今年是西藏自治區成立40周年。然而,在離太陽最近的這片土地上,持續了近半個世紀的分裂與反分裂斗爭一直未能終止。近代以來,西藏是西方殖民者特別是英俄兩大國爭奪的對象。新中國成立后,西藏成了美國對華實行遏制戰略的一個棋子。在美國排兵布陣的棋盤中,中央情報局(CIA)充當了開路前鋒。
這是一段塵封多年的歷史。
與老牌殖民態度不同
與其他西方列強一樣,美國勢力滲入西藏也是從傳教士和探險家開始的。1887年,美國傳教士柔克義懷著對西藏的向往,來到青藏高原東部。1891年,他抵達西藏圣地拉薩。西藏神秘的宗教與文化感染了他,他先后寫下《喇嘛之國》、《達賴喇嘛與清朝皇帝》、《蒙藏游記》等著作。柔克義的著作奠定了美國西藏研究的基礎。
1941年12月太平洋戰爭爆發后,中美兩國結成抗日同盟。美國大量的援華戰略物資需要運到中國戰場。但日本侵略軍在抗戰初期取得了暫時的優勢,我國沿海和陸路通道被日軍嚴密封鎖,美國不得不開辟飛越“世界屋脊”的“駝峰航線”。

[任務說明] 請把上面這篇關於美國勢力介入西藏的文章完整印出來，一字不改。

[記錄列表]
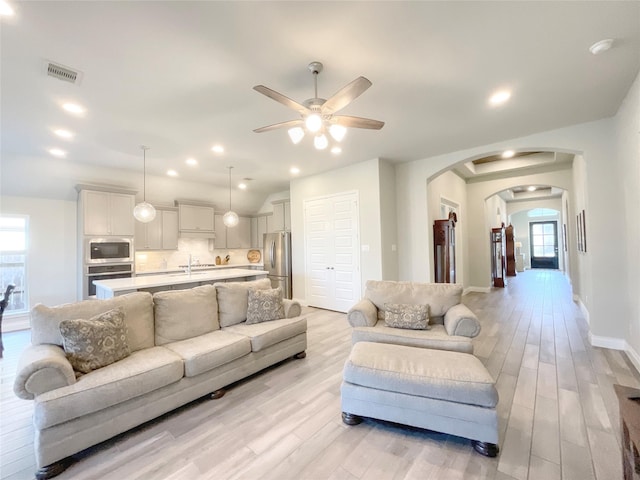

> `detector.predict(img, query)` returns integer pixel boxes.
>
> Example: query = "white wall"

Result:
[290,159,395,301]
[424,172,469,284]
[0,196,78,330]
[396,118,624,352]
[616,70,640,369]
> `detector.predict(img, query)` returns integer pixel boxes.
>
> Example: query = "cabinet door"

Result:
[108,193,135,237]
[214,215,227,248]
[269,203,284,232]
[236,217,251,248]
[284,202,291,232]
[180,205,214,232]
[82,190,110,235]
[161,210,178,250]
[250,217,260,248]
[258,215,269,248]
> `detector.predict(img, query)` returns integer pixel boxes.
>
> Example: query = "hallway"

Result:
[464,269,640,480]
[0,270,640,480]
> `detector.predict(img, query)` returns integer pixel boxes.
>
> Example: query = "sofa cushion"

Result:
[165,330,251,377]
[34,347,184,429]
[225,317,307,352]
[60,307,131,373]
[153,285,220,345]
[214,278,271,327]
[247,287,284,324]
[351,320,473,353]
[31,292,155,352]
[365,280,462,320]
[343,342,498,408]
[384,303,429,330]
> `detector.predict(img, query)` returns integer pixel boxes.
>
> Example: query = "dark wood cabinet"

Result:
[491,223,507,287]
[433,212,458,283]
[504,224,516,277]
[613,385,640,480]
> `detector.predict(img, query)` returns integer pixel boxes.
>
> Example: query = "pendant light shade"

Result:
[133,145,156,223]
[222,167,239,227]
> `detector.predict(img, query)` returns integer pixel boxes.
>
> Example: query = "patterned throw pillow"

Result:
[384,303,429,330]
[247,287,284,324]
[60,307,131,373]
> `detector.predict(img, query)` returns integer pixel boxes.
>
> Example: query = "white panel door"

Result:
[304,192,361,312]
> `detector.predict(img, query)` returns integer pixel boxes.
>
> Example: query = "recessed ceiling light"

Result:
[0,0,14,17]
[489,90,511,105]
[49,148,67,157]
[589,38,613,55]
[62,103,85,114]
[53,128,73,138]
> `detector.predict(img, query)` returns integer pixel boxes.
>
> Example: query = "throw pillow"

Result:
[60,307,130,373]
[247,287,284,324]
[384,303,429,330]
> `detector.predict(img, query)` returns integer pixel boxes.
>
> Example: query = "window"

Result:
[0,215,29,313]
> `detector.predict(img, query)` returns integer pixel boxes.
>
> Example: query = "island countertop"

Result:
[93,268,267,298]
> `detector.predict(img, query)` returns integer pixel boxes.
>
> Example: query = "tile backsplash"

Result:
[136,238,260,273]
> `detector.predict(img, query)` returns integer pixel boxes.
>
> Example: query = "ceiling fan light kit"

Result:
[253,62,384,153]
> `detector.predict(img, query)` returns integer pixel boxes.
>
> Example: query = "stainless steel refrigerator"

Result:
[262,232,292,298]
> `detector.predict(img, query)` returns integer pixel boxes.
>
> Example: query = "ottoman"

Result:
[341,342,498,457]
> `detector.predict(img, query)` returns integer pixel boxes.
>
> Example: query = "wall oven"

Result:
[83,263,133,299]
[84,237,134,265]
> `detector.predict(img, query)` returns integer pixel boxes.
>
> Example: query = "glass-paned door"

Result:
[529,221,558,269]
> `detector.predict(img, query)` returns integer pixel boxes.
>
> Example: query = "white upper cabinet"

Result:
[215,215,251,248]
[136,209,178,250]
[176,200,215,237]
[79,190,135,237]
[269,200,291,232]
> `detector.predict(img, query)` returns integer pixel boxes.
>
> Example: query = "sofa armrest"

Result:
[13,345,76,400]
[347,298,378,327]
[444,303,480,338]
[282,298,302,318]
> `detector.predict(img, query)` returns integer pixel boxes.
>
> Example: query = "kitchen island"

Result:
[93,268,267,299]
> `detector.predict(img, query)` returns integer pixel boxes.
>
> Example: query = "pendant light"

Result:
[222,167,238,227]
[133,145,156,223]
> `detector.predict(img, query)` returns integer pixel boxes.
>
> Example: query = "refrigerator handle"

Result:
[269,240,276,268]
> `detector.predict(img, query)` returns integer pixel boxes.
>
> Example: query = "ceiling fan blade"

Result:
[331,115,384,130]
[322,77,372,115]
[253,85,309,115]
[254,119,304,133]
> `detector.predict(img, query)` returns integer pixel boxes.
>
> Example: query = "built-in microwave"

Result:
[85,237,134,264]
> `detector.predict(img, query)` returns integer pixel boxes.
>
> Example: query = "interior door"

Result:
[304,192,361,312]
[529,221,558,269]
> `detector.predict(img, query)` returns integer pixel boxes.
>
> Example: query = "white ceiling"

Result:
[0,0,640,210]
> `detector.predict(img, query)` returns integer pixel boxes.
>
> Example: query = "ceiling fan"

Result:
[253,62,384,150]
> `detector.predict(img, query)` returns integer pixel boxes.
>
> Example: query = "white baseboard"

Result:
[462,287,491,295]
[573,295,592,326]
[589,332,629,351]
[2,313,31,332]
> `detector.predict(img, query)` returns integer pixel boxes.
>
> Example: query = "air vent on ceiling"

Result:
[45,61,82,83]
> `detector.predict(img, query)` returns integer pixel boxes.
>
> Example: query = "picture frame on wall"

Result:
[576,212,582,252]
[582,210,587,252]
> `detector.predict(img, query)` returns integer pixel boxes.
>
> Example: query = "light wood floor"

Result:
[0,270,640,480]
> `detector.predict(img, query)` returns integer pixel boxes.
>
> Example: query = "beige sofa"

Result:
[14,279,307,479]
[347,280,480,353]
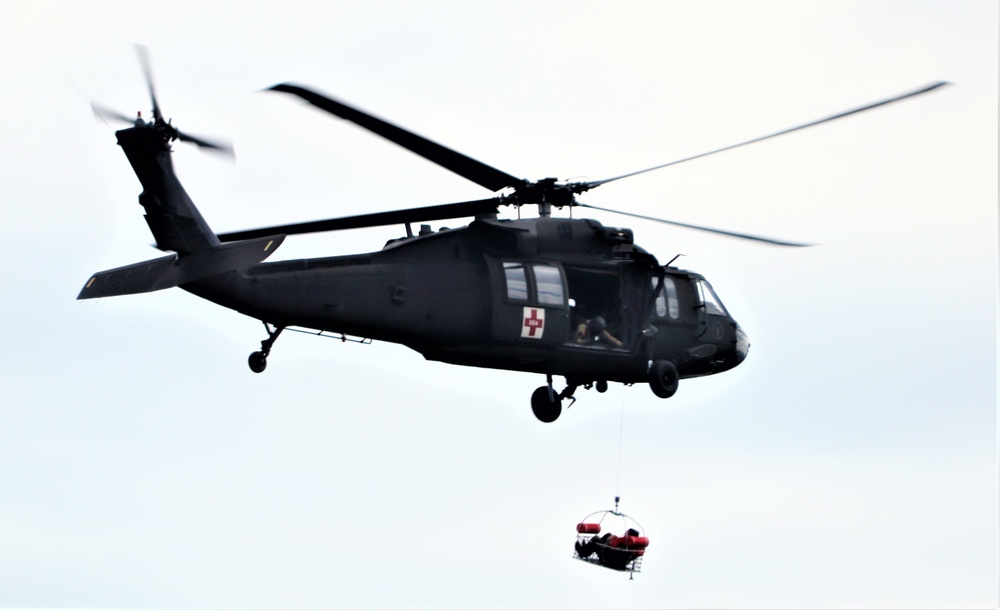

[解答]
今年是西藏自治區成立40周年。然而,在離太陽最近的這片土地上,持續了近半個世紀的分裂與反分裂斗爭一直未能終止。近代以來,西藏是西方殖民者特別是英俄兩大國爭奪的對象。新中國成立后,西藏成了美國對華實行遏制戰略的一個棋子。在美國排兵布陣的棋盤中,中央情報局(CIA)充當了開路前鋒。
這是一段塵封多年的歷史。
與老牌殖民態度不同
與其他西方列強一樣,美國勢力滲入西藏也是從傳教士和探險家開始的。1887年,美國傳教士柔克義懷著對西藏的向往,來到青藏高原東部。1891年,他抵達西藏圣地拉薩。西藏神秘的宗教與文化感染了他,他先后寫下《喇嘛之國》、《達賴喇嘛與清朝皇帝》、《蒙藏游記》等著作。柔克義的著作奠定了美國西藏研究的基礎。
1941年12月太平洋戰爭爆發后,中美兩國結成抗日同盟。美國大量的援華戰略物資需要運到中國戰場。但日本侵略軍在抗戰初期取得了暫時的優勢,我國沿海和陸路通道被日軍嚴密封鎖,美國不得不開辟飛越“世界屋脊”的“駝峰航線”。